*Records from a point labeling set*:
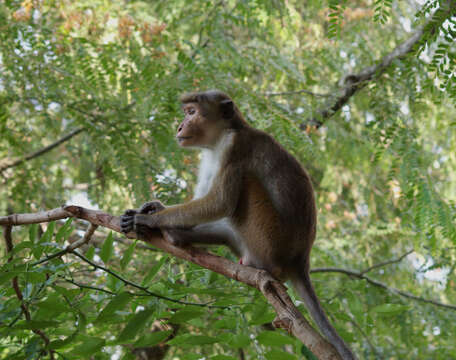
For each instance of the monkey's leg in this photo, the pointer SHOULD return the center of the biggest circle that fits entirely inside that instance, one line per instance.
(215, 233)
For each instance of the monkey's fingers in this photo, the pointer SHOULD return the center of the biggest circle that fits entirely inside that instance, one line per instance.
(151, 207)
(145, 220)
(126, 223)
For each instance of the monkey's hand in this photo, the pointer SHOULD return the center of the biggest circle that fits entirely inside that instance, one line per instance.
(151, 207)
(127, 220)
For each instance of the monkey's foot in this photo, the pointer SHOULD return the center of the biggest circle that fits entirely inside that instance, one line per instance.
(127, 221)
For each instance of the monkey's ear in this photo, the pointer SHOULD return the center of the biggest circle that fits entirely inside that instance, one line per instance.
(227, 108)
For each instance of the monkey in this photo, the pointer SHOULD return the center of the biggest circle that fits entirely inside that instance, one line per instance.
(251, 195)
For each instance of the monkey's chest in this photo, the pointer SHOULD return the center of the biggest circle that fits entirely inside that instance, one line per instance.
(209, 168)
(255, 216)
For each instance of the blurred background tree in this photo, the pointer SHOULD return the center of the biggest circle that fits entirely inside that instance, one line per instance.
(88, 108)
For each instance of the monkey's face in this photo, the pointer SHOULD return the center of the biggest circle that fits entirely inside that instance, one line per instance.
(199, 128)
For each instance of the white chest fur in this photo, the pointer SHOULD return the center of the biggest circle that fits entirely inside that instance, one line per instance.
(210, 165)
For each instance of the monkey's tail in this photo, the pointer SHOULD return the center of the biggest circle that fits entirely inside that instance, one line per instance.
(303, 286)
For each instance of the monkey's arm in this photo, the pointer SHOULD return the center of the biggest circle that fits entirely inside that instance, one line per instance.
(220, 202)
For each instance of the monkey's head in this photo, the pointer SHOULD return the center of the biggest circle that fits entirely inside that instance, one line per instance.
(206, 116)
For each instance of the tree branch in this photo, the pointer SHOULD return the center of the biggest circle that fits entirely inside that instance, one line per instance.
(288, 316)
(351, 83)
(40, 152)
(15, 283)
(73, 246)
(360, 275)
(387, 262)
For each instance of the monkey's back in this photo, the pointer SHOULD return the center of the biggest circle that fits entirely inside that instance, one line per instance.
(276, 213)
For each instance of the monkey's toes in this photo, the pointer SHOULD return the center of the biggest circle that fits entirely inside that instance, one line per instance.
(126, 223)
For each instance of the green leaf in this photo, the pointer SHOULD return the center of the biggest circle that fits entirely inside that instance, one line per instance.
(90, 253)
(186, 314)
(135, 325)
(153, 338)
(390, 309)
(89, 347)
(193, 340)
(223, 357)
(36, 324)
(6, 276)
(154, 270)
(274, 338)
(65, 231)
(117, 303)
(127, 256)
(47, 236)
(33, 231)
(238, 340)
(279, 355)
(52, 306)
(107, 250)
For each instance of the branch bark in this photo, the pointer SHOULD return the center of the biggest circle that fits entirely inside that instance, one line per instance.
(361, 275)
(352, 83)
(288, 316)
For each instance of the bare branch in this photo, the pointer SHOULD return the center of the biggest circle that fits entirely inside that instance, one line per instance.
(387, 262)
(84, 240)
(35, 218)
(40, 152)
(131, 283)
(360, 275)
(351, 83)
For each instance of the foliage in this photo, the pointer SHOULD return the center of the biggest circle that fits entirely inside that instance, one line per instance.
(383, 169)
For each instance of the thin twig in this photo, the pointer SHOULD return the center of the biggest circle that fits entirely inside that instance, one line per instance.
(84, 240)
(360, 275)
(42, 151)
(284, 93)
(387, 262)
(131, 283)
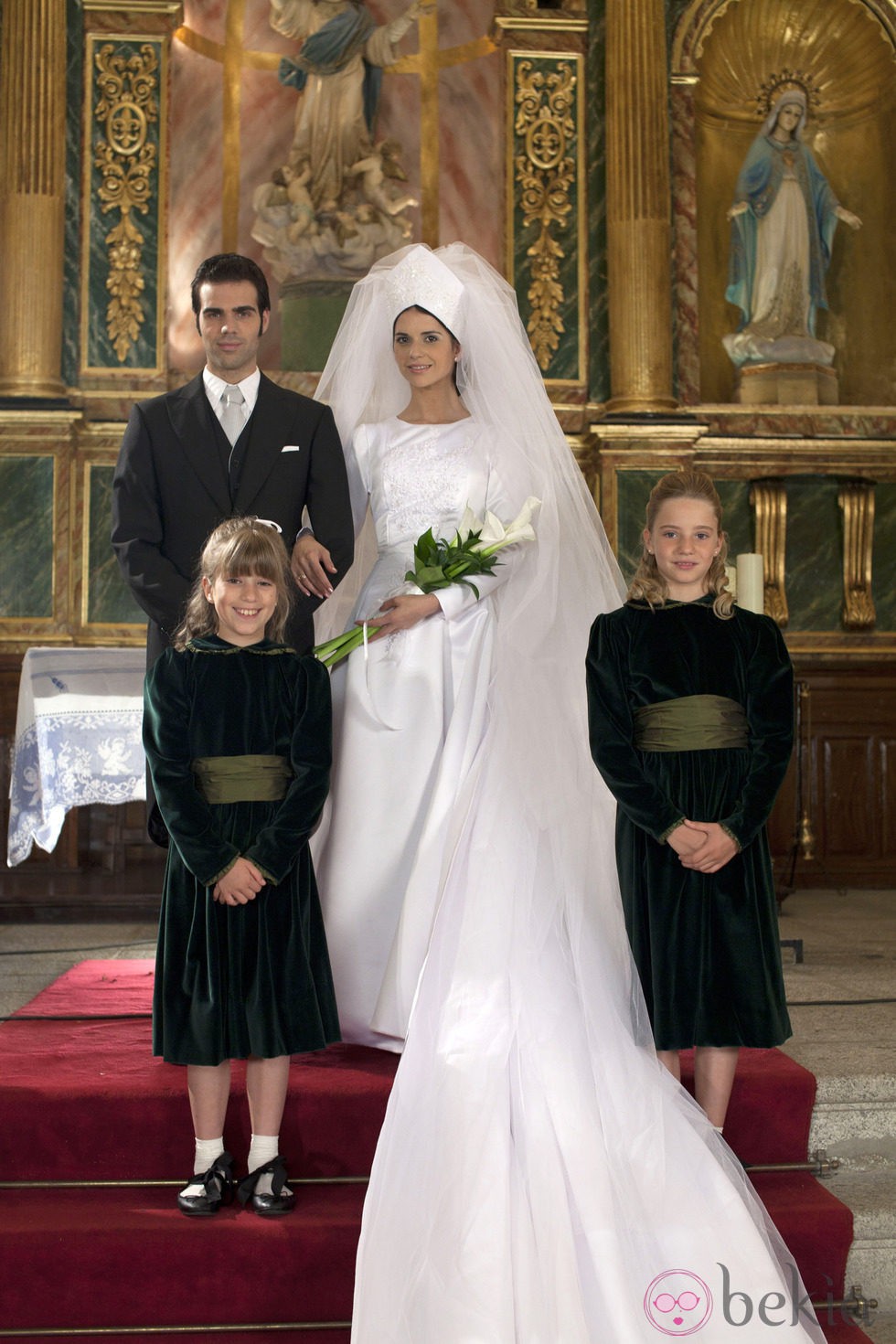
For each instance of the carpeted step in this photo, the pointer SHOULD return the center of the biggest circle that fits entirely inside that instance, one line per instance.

*What is expected*: Write out all the entries again, word for word, and print no images.

*The response*:
For each instance of the monkey's leg in this photo, the pointer SHOULD return the center of the biggest circle that fits entirely inside that instance, one line per instance.
(215, 233)
For each instance of the monkey's fingers in this photo, the pointer SHOULD return the center of the biggest circle that fits entirely inside that instance, one line per instance.
(151, 207)
(145, 220)
(126, 223)
For each instance of the monkey's hand in this photo, the pointer SHOULD return the center of the biggest circle that fits entirely inside that instance, one line per instance.
(151, 207)
(127, 220)
For each instance of the monkey's foot in this photo, the pointer SHOULD return the center of the biggest circle that fits entirely inside that instance, one line per instance.
(127, 221)
For each instance of the monkey's ear in this photo, the pointer SHOULD return the center of the biggest circle that fits entirely inside that instance, one line per instance.
(227, 108)
For each instance of the monkey in this photo, the pointer SHOULD return the center of the biggest circle that fits entirely inside that instance, one line per instance.
(251, 195)
For each instance of the monkey's chest in this photo, the pointer SHOULD return the center of the biggest circle that fits entirely inside that instance, one line per instance.
(209, 168)
(255, 216)
For each instance of the blurred background tree in this photo, the pointer SHOULD return the center of the biggest circle that fits entirely inside that instance, one line per instance.
(88, 108)
For each instance of the monkey's face in this photo, the pointer SHOULD return the center of the biggest circle that fits entirely inside that instance, one line per instance.
(199, 128)
For each instance of the white chest fur in this photo, the pointer SHOULD return the center of the biggest circle that fits entirely inside that instance, one line per instance.
(210, 165)
For each instance of the monkey's tail in this photo, the pointer SHOULD return the center of the biggest circle that fits entirely inside that instance, one line per instance.
(303, 286)
For each instance of the monkey's arm in this photo, the pointer SHOULD return the center of the biggest circle that fits entirely inside that instance, one line per instance.
(220, 202)
For each instance of the monkey's head in this photo, the pointer SHOULD return the center of the biggest circle that fits entirely inside that instance, one line per instance.
(206, 116)
For each instance of the tree branch in this photo, the pointer SHOULD return the center of the biggest circle that fits entirely inside that instance, one line per instance.
(288, 316)
(351, 83)
(40, 152)
(15, 283)
(73, 246)
(360, 275)
(387, 262)
For each instance of the monkey's back in this photo, the pointer SHOULD return the center of the biggest circle that fits entirely inside that instance, one line per instance.
(276, 213)
For each instance of the monkey's toes in this photo, the pointer SHOULD return the center of the biggest circle that fits entirely inside that instance, one line per instance.
(126, 223)
For each instance of the green leaf in this photo, the pointer SHOULD return the center of the biggest circle that fits entirely inside that instance, one line per instance.
(90, 253)
(186, 314)
(135, 325)
(153, 338)
(390, 309)
(89, 347)
(193, 340)
(223, 357)
(36, 324)
(6, 276)
(154, 270)
(274, 338)
(65, 231)
(117, 303)
(127, 256)
(47, 236)
(33, 231)
(238, 340)
(279, 355)
(52, 306)
(107, 250)
For each instance of the branch bark in this photo, the pointer SHOULD return the center of the biggest circle that fits entirely inside that instance, one line per instance.
(361, 275)
(352, 83)
(288, 316)
For each instance of the bare branch in this photo, the pointer SHOULD return the center of the biggest circle that fits entirely inside that instance, one line per instance.
(387, 262)
(84, 240)
(35, 218)
(40, 152)
(131, 283)
(360, 275)
(351, 83)
For each instance of the foliage in this photo, the pointer SHOULD return the center of the biggest circle that fits entirely inside that instance, one line per instance.
(383, 169)
For each instance of the thin twig in this photo, the pointer SHOULD return the center of the biggest circle that fits entirely inside that instance, one line per instance.
(84, 240)
(360, 275)
(42, 151)
(284, 93)
(387, 262)
(131, 283)
For each instance of the carpeted step in this photo, the pointer SHOULD return the center of the biggest circle that fits entirely inside that instance, one line per instance.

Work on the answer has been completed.